**SELECTED TEXT**
- - -
Evidence is insufficient to determine the effects of tenant-based rental assistance programs on housing hazards, youth risk behaviors, mental health status, or physical health status.
Mixed-income housing developments: insufficient evidence to determine effectiveness. Creation of mixed-income housing developments is one approach for increasing local socioeconomic heterogeneity and preventing or reversing neighborhood physical and social deterioration, while expanding the supply of decent, affordable housing. The Task Force, however, found no qualifying studies. As a result, there is insufficient evidence to determine the effectiveness of this intervention. A need for further research in this area is discussed in the accompanying review article.
Culturally Competent Healthcare Systems
An important factor hindering a more beneficial relationship between a growing ethnically diverse U.S. population and our healthcare systems is the lack of both culturally sensitive and linguistically appropriate services. Ethnic disparities in health outcomes can result from differential access to services because of direct or indirect discrimination, diagnostic errors resulting from misunderstanding of language, and failure to attend to culturally based health beliefs and practices.
- - -
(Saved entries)
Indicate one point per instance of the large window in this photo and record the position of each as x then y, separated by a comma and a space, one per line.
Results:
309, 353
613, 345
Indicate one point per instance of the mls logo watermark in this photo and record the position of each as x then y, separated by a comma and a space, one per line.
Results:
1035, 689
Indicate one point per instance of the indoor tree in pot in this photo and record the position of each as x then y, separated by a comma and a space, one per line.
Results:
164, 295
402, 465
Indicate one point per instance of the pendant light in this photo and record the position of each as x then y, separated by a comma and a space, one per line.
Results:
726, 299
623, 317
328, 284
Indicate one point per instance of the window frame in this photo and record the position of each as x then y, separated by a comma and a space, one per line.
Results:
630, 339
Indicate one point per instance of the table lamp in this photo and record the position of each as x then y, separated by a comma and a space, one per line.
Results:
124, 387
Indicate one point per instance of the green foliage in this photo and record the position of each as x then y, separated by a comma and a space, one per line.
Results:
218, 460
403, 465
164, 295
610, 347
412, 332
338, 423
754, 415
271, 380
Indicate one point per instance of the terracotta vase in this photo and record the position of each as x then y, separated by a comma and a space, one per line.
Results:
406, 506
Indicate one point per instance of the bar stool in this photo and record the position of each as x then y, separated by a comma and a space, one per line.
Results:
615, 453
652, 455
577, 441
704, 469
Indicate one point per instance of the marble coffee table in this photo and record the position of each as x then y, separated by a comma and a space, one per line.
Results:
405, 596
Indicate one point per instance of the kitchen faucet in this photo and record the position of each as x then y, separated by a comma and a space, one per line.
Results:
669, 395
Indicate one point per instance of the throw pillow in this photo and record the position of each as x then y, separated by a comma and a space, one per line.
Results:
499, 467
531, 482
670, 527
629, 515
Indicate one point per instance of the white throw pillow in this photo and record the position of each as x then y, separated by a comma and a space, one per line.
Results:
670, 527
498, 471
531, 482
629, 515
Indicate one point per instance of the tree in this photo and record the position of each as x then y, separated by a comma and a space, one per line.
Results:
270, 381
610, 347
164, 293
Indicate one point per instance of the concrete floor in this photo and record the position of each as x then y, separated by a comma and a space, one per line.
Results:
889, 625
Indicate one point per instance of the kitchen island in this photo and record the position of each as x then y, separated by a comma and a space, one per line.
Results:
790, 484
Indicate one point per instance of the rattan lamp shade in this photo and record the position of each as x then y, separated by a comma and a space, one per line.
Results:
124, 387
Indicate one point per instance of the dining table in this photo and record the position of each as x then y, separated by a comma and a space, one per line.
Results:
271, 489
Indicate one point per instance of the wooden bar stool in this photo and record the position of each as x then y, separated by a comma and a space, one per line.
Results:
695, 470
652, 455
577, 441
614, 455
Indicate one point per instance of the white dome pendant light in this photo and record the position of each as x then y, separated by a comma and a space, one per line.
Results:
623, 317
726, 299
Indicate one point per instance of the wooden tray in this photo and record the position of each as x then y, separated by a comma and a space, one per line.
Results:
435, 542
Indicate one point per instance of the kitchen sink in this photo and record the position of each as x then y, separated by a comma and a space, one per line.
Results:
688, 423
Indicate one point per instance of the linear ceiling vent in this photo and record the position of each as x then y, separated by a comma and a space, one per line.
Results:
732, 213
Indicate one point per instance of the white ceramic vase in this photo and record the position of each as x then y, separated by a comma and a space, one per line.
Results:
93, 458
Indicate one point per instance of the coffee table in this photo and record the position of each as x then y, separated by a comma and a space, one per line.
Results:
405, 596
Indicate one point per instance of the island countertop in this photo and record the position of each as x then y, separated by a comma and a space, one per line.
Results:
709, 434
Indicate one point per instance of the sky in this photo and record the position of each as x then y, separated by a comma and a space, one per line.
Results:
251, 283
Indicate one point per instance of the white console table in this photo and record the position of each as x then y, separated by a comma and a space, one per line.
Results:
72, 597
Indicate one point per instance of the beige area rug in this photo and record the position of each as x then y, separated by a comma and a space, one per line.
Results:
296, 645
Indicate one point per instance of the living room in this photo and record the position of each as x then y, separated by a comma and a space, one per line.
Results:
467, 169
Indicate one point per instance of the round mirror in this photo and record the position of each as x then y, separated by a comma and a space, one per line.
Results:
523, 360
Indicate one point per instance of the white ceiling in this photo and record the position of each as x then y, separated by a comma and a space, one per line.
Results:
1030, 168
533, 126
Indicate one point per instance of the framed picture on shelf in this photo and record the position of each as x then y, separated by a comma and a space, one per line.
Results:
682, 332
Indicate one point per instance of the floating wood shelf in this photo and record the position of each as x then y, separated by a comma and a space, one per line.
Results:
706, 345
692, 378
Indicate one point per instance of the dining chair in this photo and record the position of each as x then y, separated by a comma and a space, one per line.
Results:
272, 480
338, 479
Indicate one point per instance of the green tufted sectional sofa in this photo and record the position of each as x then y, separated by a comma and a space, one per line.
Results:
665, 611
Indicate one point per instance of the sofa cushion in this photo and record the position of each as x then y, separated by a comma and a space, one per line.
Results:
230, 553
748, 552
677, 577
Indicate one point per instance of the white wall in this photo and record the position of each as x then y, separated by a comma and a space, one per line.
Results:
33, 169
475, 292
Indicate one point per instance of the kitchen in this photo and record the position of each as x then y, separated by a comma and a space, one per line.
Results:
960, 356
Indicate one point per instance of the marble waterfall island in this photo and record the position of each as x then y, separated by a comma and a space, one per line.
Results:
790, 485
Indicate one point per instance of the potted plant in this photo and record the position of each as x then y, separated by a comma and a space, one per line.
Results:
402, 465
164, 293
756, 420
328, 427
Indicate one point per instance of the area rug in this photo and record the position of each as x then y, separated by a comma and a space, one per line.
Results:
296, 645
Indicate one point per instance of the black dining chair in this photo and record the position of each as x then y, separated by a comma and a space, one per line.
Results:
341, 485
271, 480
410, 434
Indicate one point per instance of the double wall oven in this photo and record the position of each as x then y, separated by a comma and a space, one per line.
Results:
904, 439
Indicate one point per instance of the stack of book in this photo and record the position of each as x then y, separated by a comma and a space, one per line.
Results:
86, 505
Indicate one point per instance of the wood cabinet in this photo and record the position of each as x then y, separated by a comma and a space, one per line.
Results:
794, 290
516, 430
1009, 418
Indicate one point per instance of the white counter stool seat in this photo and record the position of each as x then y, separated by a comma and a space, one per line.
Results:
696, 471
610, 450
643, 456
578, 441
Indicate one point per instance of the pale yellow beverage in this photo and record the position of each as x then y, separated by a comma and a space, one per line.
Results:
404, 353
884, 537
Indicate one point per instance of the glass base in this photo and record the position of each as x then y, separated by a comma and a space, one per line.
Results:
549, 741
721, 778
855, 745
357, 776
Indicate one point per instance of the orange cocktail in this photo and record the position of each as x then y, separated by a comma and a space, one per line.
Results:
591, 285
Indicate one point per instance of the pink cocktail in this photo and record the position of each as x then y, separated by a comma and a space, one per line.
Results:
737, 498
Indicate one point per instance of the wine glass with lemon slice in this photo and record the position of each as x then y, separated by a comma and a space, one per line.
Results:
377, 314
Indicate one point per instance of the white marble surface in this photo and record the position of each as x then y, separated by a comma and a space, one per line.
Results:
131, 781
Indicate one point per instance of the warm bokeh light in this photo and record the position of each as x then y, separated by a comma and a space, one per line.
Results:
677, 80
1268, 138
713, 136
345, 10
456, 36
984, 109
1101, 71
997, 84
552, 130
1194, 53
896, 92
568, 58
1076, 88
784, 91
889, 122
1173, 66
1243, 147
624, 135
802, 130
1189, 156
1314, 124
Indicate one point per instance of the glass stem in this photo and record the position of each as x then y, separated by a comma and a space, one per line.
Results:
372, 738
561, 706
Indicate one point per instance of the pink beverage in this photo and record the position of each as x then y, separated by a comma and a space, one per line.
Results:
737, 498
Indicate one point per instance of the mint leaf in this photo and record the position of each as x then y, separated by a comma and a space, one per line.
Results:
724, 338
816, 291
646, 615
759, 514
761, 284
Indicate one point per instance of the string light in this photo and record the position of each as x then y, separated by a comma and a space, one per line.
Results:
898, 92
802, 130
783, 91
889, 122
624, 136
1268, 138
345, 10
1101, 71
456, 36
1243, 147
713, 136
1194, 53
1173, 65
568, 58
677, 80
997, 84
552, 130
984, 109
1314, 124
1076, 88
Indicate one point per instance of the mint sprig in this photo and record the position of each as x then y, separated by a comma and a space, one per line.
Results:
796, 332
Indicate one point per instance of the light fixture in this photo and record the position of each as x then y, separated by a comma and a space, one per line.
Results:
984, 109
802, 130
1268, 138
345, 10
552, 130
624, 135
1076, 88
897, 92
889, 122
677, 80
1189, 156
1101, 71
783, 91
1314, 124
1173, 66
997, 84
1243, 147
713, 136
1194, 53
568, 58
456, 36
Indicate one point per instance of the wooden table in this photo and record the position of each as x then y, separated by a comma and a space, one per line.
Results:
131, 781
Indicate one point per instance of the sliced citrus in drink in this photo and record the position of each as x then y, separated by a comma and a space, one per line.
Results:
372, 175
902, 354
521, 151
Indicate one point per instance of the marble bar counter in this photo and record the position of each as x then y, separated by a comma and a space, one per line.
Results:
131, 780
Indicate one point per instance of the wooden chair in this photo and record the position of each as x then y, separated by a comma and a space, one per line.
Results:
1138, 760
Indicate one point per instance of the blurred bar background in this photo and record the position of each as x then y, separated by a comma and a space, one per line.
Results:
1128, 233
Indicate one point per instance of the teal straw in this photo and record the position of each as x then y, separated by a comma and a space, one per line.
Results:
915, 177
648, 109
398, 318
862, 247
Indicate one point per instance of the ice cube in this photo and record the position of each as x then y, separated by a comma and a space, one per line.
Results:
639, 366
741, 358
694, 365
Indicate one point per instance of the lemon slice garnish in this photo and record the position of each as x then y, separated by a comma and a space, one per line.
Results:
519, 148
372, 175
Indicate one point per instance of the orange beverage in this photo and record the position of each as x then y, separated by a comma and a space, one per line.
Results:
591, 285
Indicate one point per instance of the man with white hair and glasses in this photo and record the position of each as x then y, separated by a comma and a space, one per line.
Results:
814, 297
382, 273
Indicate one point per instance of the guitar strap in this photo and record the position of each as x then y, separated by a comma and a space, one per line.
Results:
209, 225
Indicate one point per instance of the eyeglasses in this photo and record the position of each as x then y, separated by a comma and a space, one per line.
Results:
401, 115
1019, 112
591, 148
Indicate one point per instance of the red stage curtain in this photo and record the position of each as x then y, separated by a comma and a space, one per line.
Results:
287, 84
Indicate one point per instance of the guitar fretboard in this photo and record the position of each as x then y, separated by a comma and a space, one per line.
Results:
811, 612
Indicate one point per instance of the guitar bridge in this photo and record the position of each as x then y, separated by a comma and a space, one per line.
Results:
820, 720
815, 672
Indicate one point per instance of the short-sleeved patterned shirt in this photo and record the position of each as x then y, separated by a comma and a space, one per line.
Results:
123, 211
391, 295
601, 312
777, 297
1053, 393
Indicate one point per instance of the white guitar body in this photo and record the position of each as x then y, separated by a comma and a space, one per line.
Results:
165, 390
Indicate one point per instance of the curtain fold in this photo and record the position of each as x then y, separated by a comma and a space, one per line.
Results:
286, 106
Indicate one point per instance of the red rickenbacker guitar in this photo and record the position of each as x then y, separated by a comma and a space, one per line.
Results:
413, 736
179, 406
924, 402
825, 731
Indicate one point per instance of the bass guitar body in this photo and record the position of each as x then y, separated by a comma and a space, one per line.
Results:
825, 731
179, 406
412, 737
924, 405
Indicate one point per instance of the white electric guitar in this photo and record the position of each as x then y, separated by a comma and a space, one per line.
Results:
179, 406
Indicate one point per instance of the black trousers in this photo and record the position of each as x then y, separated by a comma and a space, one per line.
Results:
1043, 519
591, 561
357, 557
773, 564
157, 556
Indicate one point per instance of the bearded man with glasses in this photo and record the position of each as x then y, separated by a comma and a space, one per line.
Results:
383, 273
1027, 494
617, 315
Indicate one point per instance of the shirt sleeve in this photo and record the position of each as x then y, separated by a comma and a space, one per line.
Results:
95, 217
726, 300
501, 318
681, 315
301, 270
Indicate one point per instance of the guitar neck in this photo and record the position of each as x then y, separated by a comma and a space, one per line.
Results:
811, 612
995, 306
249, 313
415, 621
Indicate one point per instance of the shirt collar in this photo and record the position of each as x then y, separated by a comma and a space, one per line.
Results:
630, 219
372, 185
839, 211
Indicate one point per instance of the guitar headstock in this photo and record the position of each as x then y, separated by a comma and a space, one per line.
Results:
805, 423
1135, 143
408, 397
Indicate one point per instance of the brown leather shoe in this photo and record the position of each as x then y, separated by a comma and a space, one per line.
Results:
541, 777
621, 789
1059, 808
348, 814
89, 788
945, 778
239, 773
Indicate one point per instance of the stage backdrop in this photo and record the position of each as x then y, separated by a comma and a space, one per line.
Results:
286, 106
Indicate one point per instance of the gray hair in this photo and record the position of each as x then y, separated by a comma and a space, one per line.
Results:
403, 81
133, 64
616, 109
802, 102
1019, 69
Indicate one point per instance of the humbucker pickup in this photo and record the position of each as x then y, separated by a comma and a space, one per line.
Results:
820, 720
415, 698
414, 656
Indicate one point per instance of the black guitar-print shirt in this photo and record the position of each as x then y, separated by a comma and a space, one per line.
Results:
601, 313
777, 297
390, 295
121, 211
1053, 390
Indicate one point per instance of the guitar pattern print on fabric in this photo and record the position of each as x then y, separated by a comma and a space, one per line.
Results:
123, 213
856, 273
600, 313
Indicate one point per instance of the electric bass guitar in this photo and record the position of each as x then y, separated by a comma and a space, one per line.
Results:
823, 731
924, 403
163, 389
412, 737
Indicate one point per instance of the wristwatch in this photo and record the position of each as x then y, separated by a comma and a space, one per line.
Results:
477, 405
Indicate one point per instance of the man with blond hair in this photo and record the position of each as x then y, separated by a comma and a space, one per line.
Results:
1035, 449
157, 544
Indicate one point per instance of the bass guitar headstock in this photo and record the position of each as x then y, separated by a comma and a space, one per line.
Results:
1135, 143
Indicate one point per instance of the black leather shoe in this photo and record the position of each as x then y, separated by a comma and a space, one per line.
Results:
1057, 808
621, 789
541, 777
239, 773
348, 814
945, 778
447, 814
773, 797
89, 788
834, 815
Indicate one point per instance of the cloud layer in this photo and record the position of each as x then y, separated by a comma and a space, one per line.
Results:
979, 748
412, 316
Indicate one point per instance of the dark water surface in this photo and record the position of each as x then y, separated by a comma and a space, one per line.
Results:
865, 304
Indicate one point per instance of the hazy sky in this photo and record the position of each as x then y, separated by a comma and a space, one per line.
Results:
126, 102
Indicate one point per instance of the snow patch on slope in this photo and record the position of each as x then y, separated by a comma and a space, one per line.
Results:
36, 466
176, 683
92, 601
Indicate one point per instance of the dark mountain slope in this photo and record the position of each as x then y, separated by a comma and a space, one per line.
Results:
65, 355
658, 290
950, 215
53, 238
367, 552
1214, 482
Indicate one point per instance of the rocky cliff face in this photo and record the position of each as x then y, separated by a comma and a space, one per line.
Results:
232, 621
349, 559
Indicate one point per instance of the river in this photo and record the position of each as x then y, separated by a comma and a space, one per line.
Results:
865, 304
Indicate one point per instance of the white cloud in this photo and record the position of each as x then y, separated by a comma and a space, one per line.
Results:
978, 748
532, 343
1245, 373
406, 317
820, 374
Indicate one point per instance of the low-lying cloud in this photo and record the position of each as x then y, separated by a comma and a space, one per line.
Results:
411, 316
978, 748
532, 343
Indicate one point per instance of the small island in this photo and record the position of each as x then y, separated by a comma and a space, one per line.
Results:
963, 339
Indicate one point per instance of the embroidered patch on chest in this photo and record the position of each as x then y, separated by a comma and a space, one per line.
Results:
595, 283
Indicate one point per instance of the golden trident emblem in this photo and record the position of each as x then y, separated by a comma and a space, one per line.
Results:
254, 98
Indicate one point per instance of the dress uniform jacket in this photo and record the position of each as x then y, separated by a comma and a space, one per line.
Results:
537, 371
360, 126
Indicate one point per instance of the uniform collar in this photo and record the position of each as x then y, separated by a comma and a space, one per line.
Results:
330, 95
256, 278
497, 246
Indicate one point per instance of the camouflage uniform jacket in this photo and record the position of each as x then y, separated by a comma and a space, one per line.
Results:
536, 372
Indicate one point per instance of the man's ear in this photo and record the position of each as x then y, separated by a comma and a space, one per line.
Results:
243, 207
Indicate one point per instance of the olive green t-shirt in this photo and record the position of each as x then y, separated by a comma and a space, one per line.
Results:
- - -
**YOUR INSTRUCTIONS**
Pick up the passage on housing programs and culturally competent healthcare where it stops, and extend it.

**OUTPUT OF THE TASK**
Culturally competent healthcare systems are intended to remove the barriers to access caused by discrimination as well as differences in language and culturally based health practices, and ultimately to decrease ethnic disparities in health status. The Task Force examined five relevant interventions: programs to recruit and retain staff who reflect the cultural diversity of the community served, use of interpreter services or bilingual providers for clients with limited English proficiency, cultural competency training for healthcare providers, use of linguistically and culturally appropriate health education materials, and culturally specific healthcare settings. Evidence was insufficient to determine the effectiveness of any of these interventions to reduce ethnic differentials in treatment and utilization, improve satisfaction with care, or improve health status outcomes. Of particular note was the lack of comparison or control groups against which to compare culturally competent interventions with interventions less informed by the language or culture of the client population. A need for further research in this area is discussed in the accompanying review article.
Definitions:
Strength of Evidence of Effectiveness = Strength of Recommendation
The strength of each recommendation is based on the evidence of effectiveness (i.e., an intervention is recommended on the basis of either strong or sufficient evidence of effectiveness).
If insufficient evidence to determine effectiveness is found, this means that it was not possible to determine whether or not the intervention works based on the available evidence.